Task requirements: In the Lambert W question below, please state what the asker would like to get some information about.

Passage:
________________

Multivariate Generating Function Related to Lambert $W$ Function and Counting Trees with a Certain Property

Question

First, define a sequence $F_0,F_1,\dots$ of functions by $$F_0(x,z) = z,$$ $$F_k(x,z)=x\exp\left(F_{k-1}(x,z)\right) \quad \text{for }k\geq1.$$ So, for example, $$F_1(x,z) = x e^z, \quad F_2(x,z)=xe^{xe^z},\dots$$ etc. Also, set $F_{-1}(x,z)=0$. Now, let $$G(x,z) = \sum_{k=0}^\infty \left(F_k(x,z) - F_{k-1}(x,x)\right).$$ That is, $$G(x,z) = z + \left(xe^z - x\right)+\left(xe^{xe^z} - xe^x\right) + \dots$$

What I would like to do is to get some information (it doesn't have to be amazingly strong information...) about the asymptotics of the coefficient of the $x^{n-j}z^j$ term in the power series for $G(x,z)$.

________________

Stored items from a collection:
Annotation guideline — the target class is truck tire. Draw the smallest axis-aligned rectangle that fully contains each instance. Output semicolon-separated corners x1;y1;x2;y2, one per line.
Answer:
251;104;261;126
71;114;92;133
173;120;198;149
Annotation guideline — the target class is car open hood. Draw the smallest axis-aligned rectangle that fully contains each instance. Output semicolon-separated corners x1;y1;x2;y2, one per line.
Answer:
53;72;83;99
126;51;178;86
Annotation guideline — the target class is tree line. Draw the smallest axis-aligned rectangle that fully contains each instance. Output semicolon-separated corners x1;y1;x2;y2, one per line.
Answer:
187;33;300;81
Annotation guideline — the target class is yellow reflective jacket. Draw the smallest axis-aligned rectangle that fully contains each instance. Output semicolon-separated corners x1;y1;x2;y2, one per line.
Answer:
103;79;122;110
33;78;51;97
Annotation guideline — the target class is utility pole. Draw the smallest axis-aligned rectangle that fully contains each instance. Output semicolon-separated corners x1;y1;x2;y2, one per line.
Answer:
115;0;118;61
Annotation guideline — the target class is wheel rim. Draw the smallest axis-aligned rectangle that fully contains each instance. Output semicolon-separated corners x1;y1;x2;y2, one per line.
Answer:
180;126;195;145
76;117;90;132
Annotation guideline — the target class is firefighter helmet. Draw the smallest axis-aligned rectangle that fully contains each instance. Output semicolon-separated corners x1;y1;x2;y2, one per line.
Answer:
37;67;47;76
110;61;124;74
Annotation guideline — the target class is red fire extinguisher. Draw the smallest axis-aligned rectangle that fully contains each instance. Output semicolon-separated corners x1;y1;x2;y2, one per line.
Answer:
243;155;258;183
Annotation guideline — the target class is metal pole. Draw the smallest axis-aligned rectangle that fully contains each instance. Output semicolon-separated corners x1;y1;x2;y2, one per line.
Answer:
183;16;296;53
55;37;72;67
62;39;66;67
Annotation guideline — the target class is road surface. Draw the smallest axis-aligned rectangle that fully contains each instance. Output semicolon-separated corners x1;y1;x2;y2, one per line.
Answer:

________________

Exercise output: The asymptotics of the coefficient of the $x^{n-j}z^j$ term in the power series for $G(x,z)$.